## [ARTICLE]

This is an archived snapshot of W3C's public bugzilla bug tracker, decommissioned in April 2019. Please see the home page for more details.

Bug 24343 - xsl:merge cannot be streamable because of semantics doc() etc
Summary: xsl:merge cannot be streamable because of semantics doc() etc
Status: CLOSED DUPLICATE of bug 25335
Alias: None
Product: XPath / XQuery / XSLT
Classification: Unclassified
Component: XSLT 3.0 (show other bugs)
Version: Last Call drafts
Hardware: PC Windows NT
: P2 normal
Target Milestone: ---
Assignee: Michael Kay
QA Contact: Mailing list for public feedback on specs from XSL and XML Query WGs
URL:
Whiteboard:
Keywords:
Depends on:
Blocks: 24497
  Show dependency treegraph
 
Reported: 2014-01-21 11:57 UTC by Abel Braaksma
Modified: 2014-05-15 14:00 UTC (History)
1 user (show)

See Also:


Attachments

Description Abel Braaksma 2014-01-21 11:57:30 UTC
This bug was first raised on the xsl-wg mailing list [1], relevant text copied here in its entirety:

We currently define xsl:merge-source with @for-each to have a doc/document/collection function and @streamable="yes" to indicate streaming processing of the sources. However, this conflicts with the functions, which are defined as deterministic, whereas streamed processing is deliberately not deterministic.

That means, in practice, that streamed processing for xsl:merge can at most be a compiler optimization, while at the same time it is required to retain determinism, i.e., multiple invocations of such xsl:merge instruction must result in the same results, and even invocations of doc etc with the same arguments elsewhere must result in the same document node.

I propose to solve this the same way we did when introducing xsl:stream. Instead of a function call, xsl:merge should have a src attribute that is an AVT which returns a sequence of URIs. In line with this, we could also add a collection-src attribute.

This change would bring it more in line with other streamability features, plus it makes the claim that xsl:merge can do streaming mean something that can be enforced by the guaranteed streamability rules.

[1] https://lists.w3.org/Archives/Member/w3c-xsl-wg/2014Jan/0012.html
Comment 1 C. M. Sperberg-McQueen 2014-02-10 15:59:55 UTC
We discussed this in the face to face meeting in Prague.

## [DATASET ROWS]
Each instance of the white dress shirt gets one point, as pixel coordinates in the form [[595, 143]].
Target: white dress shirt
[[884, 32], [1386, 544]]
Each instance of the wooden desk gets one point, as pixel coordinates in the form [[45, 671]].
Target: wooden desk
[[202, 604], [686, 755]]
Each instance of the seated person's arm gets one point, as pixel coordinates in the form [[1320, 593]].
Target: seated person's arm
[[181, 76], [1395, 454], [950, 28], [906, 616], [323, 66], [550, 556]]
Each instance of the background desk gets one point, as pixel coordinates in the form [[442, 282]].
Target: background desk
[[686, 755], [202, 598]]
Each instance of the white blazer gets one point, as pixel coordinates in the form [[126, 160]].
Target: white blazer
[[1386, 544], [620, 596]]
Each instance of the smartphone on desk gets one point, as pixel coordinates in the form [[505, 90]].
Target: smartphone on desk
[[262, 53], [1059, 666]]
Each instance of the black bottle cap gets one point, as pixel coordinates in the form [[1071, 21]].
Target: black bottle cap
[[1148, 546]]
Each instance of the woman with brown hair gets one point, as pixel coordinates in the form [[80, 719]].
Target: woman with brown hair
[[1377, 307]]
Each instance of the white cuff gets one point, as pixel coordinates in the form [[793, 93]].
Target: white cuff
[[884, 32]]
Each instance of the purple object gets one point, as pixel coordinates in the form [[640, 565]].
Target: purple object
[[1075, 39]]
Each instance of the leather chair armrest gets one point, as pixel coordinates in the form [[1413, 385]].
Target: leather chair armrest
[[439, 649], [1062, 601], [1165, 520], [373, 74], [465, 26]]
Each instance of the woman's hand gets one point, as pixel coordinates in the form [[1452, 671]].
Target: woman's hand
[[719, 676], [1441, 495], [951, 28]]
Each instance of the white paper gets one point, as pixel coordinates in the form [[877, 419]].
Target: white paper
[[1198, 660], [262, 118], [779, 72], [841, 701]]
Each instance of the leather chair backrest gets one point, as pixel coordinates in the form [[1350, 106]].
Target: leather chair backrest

## [WHAT TO WORK ON]
(1) Reproduce the bug report's passage starting with "This change would" and going on through "guaranteed streamability rules.".
(2) Summarize the bug report in two sentences.
Rely only on the bug report, not on the data.

## [ANSWER SET]
(1)
This change would bring it more in line with other streamability features, plus it makes the claim that xsl:merge can do streaming mean something that can be enforced by the guaranteed streamability rules.

(2) Bug 24343 argues that xsl:merge cannot really be streamable because its sources are given through doc, document, or collection functions, which are defined as deterministic, while streamed processing is deliberately not deterministic. It proposes handling this as was done for xsl:stream, by giving xsl:merge a src attribute that is an AVT returning a sequence of URIs, and the bug was closed as a duplicate of bug 25335.